• **EXTRACTED TEXT**

I wrote about the same problem in the context of political organizing in the “We Must Own Our Tools” article recently. Open platforms like Lemmy and Mastodon have to be the future of social media.
I’ve been looking around for other sources to corroborate this and I’m not finding anything good. A sibling already pointed out a discussion of “NSFB” from 2018 (another one from that trusted source of quality journalism, Blogspot). The earlier article was discussed on HN and it looks like a fundamentally different use case - most likely an indicator of which subreddits are appropriate for displaying advertisements.
I’m not saying this article is false - it does link to this notabug thing which shows a “nsfb” flag (however that works). It is, however, literally the only case I’ve been able to find of “article removed and tagged nsfb”. Does anyone have any other information to confirm that this is really what’s happening, or more than a once-off?
Not Safe For Brands? I don’t know whether to laugh or cry. Ridiculous.
Does Lemmy have any kind of protection against stuff like vote manipulation from bot accounts?
Their goal would probably just be to have what twitter has, where brands like burger king and wendys, who have thousands of followers, send heart emojis back and forth to other brands, lol.
Does Lemmy have any kind of protection against stuff like vote manipulation from bot accounts?
Not besides the captcha signup. BUT, my original intention was, unlike reddit, which is happy to allow bots and vote manipulation, to be very strict about having bots be a separate entity from users. And the fact that most bots or things like RES are just extra features that reddit wouldn’t or didn’t think to add in the first place. Being an open source project, its possible to add those features directly into lemmy.
One way I can think of to keep out bots past signup, is to periodically, maybe every few weeks, log users out and require a captcha for sign in again, but I imagine people wouldn’t like being logged out. Its something we’ll def have to keep an eye on.
Just do not use a privacy violating captcha. This is one of the most critical reasons why users see Lemmy as so nice.
HCaptcha is nice, and there might be some other alternatives too. Also avoid CloudFlare.
We use an open-source rust based captcha in lemmy internally. HCaptcha is def not as bad as google, but its still a silicon valley company, and doesn’t offer a self-hostable version, and isn’t open source in the slightest. Cloudflare is absolutely awful, we’ll never use it.

• **TASK 1**
From the discussion about Lemmy and the "NSFB" tag, extract the passage starting at "Not besides the" and ending at "directly into lemmy.".
• **TASK 2**
In the discussion about Lemmy and the "NSFB" tag, what kind of captcha is Lemmy said to use internally?
• **TASK 3**
Proceed with the discussion about Lemmy and the "NSFB" tag, picking up after its last comment.

• **RECORDS**
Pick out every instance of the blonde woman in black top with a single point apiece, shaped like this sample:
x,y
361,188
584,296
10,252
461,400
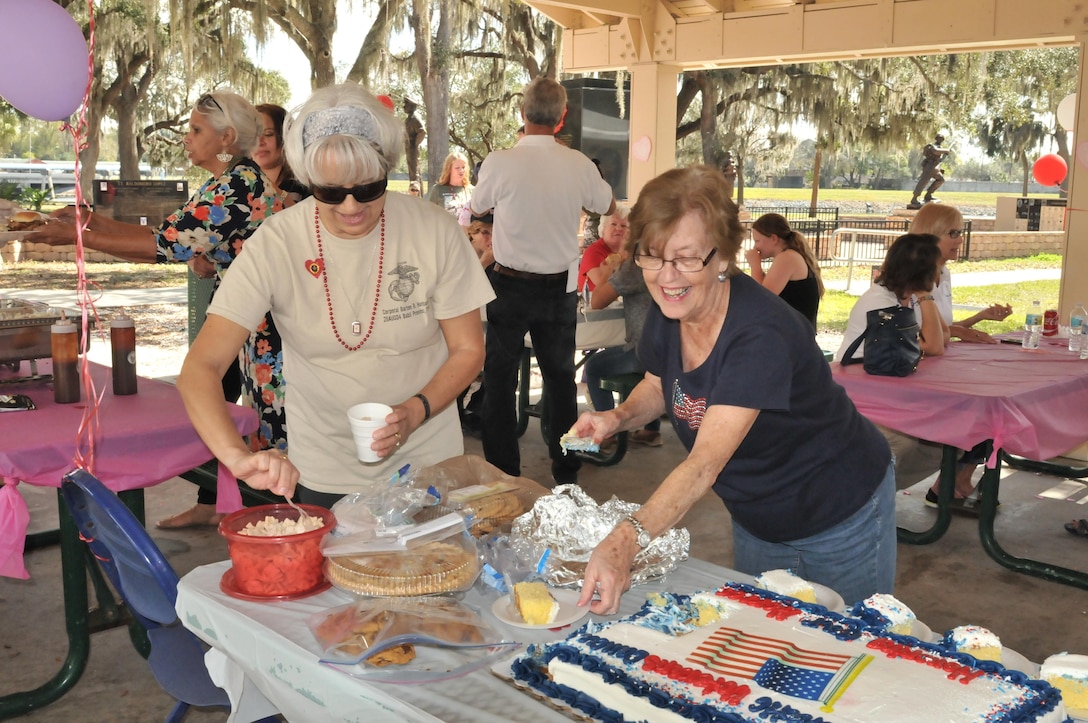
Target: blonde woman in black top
x,y
793,273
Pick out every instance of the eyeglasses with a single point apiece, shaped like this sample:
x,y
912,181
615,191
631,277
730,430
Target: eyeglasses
x,y
683,264
209,99
363,194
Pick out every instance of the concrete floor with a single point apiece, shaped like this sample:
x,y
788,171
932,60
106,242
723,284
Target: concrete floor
x,y
949,583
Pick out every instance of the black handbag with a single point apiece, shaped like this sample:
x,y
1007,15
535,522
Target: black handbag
x,y
891,343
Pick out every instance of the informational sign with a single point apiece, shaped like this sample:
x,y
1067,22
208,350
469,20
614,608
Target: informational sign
x,y
144,202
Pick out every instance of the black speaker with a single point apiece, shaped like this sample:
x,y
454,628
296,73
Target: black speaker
x,y
594,126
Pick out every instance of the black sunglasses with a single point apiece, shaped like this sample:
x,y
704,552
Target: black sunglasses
x,y
363,194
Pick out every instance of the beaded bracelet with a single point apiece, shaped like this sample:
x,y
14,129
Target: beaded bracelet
x,y
427,406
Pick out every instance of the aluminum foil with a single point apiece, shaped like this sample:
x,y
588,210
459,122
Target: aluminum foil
x,y
570,524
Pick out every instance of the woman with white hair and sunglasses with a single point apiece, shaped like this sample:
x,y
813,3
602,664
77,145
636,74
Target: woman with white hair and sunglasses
x,y
376,298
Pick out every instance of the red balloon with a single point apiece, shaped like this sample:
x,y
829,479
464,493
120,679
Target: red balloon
x,y
1050,170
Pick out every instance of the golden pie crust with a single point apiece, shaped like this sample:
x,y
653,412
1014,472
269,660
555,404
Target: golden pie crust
x,y
425,570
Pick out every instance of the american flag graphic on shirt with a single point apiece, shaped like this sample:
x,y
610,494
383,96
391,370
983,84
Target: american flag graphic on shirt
x,y
688,409
778,665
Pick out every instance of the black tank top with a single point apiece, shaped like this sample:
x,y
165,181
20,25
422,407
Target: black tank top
x,y
803,295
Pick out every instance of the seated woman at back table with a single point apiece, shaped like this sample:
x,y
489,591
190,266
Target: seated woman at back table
x,y
793,273
946,223
604,256
208,233
906,277
376,298
807,481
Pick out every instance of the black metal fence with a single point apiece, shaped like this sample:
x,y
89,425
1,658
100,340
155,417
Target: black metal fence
x,y
793,213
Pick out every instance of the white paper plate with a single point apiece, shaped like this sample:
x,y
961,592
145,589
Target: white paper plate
x,y
569,612
828,598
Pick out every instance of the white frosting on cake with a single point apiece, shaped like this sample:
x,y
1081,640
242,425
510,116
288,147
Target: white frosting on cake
x,y
784,582
1065,664
900,618
866,677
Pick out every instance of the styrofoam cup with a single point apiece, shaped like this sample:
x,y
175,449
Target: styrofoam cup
x,y
365,419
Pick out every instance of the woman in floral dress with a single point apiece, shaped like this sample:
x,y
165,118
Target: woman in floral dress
x,y
208,233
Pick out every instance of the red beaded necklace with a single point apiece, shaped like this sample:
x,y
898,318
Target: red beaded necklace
x,y
356,326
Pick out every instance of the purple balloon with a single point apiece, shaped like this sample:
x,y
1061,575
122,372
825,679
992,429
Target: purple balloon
x,y
44,58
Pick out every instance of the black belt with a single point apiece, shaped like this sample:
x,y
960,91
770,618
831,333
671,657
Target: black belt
x,y
514,273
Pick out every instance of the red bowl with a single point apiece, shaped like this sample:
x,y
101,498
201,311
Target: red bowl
x,y
280,566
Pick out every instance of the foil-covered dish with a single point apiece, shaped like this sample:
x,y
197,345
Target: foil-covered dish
x,y
570,524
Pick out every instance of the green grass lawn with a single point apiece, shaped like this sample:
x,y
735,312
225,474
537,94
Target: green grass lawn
x,y
830,196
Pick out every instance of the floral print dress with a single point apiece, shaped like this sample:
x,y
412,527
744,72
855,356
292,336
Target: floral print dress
x,y
218,220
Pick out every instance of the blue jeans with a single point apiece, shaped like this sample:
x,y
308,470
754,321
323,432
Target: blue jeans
x,y
856,558
610,362
549,314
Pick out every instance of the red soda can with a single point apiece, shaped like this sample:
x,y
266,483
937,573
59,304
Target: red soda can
x,y
1050,322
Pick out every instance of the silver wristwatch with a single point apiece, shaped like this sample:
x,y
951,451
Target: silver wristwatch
x,y
641,536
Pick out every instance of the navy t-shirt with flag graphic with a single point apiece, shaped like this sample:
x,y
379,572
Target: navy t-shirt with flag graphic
x,y
810,460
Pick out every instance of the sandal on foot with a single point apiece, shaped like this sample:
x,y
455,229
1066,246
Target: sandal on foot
x,y
190,518
1077,527
963,505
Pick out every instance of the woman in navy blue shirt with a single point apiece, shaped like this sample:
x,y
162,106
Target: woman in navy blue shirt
x,y
807,481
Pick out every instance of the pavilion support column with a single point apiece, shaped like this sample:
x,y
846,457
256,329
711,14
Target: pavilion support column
x,y
653,124
1074,285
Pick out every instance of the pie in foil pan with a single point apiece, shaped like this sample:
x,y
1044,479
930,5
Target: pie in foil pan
x,y
570,524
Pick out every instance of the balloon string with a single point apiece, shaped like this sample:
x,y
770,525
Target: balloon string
x,y
88,425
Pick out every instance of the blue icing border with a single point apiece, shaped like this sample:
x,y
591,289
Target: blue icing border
x,y
531,668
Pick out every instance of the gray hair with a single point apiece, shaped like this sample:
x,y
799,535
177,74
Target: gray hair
x,y
226,110
543,102
342,136
622,210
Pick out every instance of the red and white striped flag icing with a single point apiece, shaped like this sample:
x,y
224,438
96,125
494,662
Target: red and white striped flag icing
x,y
688,409
779,665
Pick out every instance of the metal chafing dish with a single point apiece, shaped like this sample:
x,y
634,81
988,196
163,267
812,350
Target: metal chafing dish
x,y
25,331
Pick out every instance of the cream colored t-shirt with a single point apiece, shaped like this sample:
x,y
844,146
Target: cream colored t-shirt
x,y
429,272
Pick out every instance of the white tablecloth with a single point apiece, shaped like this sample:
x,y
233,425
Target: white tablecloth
x,y
266,657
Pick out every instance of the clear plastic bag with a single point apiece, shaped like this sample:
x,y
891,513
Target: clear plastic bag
x,y
407,640
386,510
487,498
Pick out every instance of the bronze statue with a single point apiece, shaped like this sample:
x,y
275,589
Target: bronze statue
x,y
931,157
413,136
729,171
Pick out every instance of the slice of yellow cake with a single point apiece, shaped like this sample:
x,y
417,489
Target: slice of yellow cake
x,y
534,602
784,582
1068,674
975,640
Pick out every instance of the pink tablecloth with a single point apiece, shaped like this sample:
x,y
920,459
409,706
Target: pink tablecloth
x,y
141,439
1030,403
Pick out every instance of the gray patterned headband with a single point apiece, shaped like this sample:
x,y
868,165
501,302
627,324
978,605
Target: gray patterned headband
x,y
342,120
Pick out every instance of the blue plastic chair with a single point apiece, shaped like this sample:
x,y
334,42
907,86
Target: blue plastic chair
x,y
148,585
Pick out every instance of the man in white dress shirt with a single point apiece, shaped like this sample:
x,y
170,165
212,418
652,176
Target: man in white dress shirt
x,y
536,191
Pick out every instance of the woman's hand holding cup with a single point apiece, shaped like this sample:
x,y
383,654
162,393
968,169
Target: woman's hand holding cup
x,y
596,425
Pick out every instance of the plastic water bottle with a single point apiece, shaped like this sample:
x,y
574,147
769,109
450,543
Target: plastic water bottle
x,y
1033,325
1078,318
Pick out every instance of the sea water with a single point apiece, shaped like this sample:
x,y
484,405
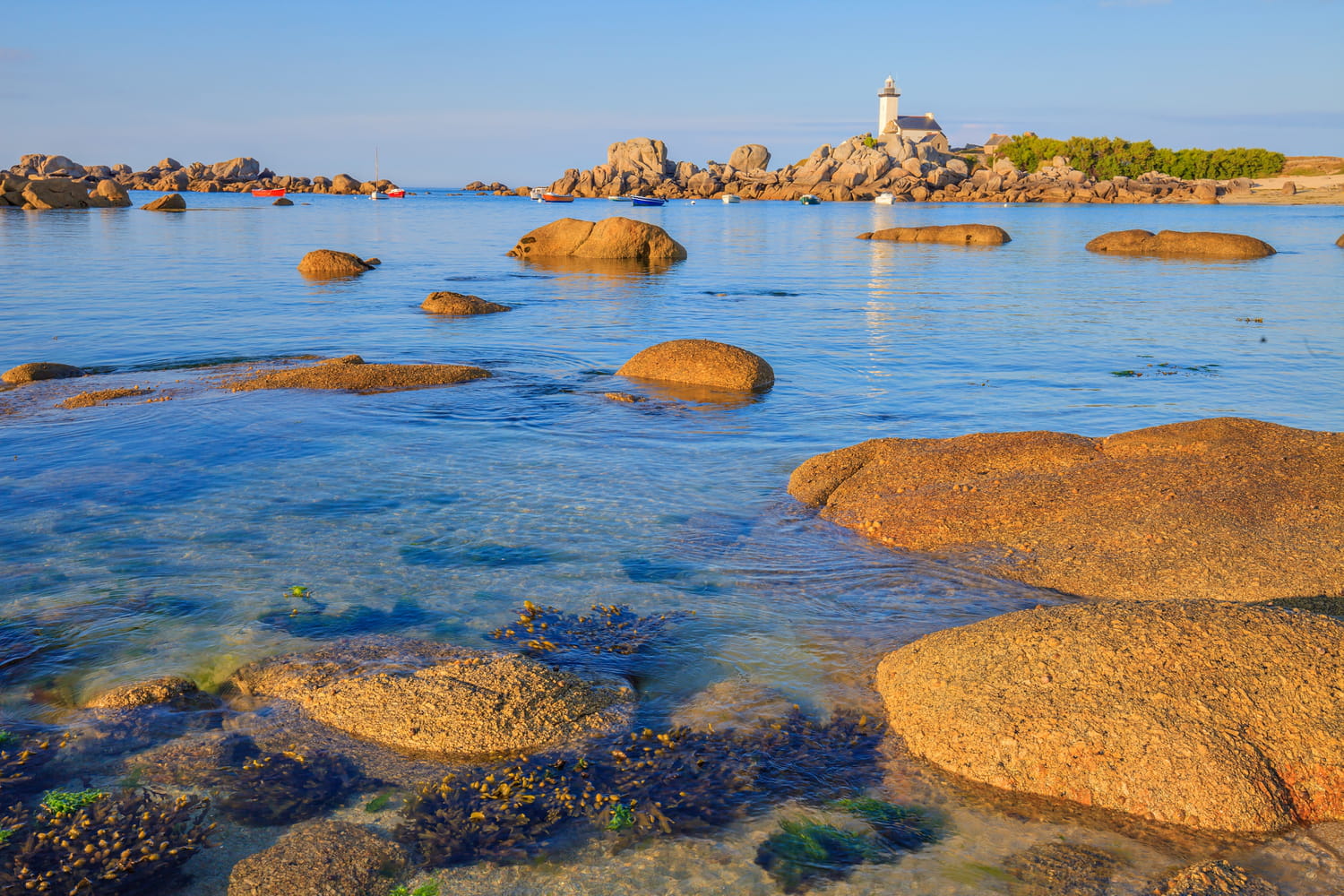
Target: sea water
x,y
144,538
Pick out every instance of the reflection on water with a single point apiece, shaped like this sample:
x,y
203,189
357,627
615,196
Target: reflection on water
x,y
145,538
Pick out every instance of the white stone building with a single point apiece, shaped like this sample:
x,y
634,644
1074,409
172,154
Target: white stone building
x,y
892,125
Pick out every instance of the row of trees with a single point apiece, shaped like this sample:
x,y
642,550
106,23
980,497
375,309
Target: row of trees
x,y
1105,158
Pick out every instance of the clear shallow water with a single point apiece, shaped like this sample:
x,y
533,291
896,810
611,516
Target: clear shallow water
x,y
151,538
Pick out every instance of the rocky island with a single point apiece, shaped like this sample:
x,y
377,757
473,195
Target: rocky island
x,y
863,167
40,182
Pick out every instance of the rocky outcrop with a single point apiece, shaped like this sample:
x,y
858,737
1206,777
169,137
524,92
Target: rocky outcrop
x,y
1203,713
953,234
168,175
427,699
1220,508
34,371
460,304
351,374
1180,245
322,858
1215,877
172,202
862,167
701,362
610,238
323,263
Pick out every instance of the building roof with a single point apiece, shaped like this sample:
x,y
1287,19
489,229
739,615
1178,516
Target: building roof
x,y
918,123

• **YOUR RESPONSE 1**
Not besides the captcha signup. BUT, my original intention was, unlike reddit, which is happy to allow bots and vote manipulation, to be very strict about having bots be a separate entity from users. And the fact that most bots or things like RES are just extra features that reddit wouldn’t or didn’t think to add in the first place. Being an open source project, its possible to add those features directly into lemmy.

• **YOUR RESPONSE 2**
An open-source, Rust-based captcha.

• **YOUR RESPONSE 3**
What’s an alternative to cloudflare? Not getting ddossed is good
For most things, ddos protection isn’t gonna be necessary, they’re targeted attacks. For most servers, simple nginx rate limiting, ufw, and fail2ban or https://github.com/crowdsecurity/crowdsec are good enough… there are good guides for doing other things too like disabling password-based ssh logins.
Good VPS’s will offer anti-ddos protection, we were getting hit here pretty hard until we moved to ovh. Cloudflare should never be an option though, that gives them all form submits, including passwords, all client-server data unencrypted.
Very interesting and very nice. I appreciate this hard stance which made me see Lemmy uniquely among all these Reddit alternatives that pop up everyday.
One interesting thing is that most toxic ignorant Redditors so affectionate about their racism hatred or love of corporate capitalism never consider trying to pollute Lemmy.
I caught a QAnon guy trying to start a group here lol. Luckily we banned him and his community before he dragged anybody else over here.
I pity people who fall for their trap. Most victims often are otherwise intelligent, but only are socially discriminatory or unintelligent. Followers often are not a pure extension of one’s ideology.
Reddit, Facebook, Twitter in One word:
CHINA
Actually, eveything that has to do with the above entities is USA USA USA
And maybe a good seasoning of Europe. China is nothing more than the oregano sprinkled on a pizza after it has been served.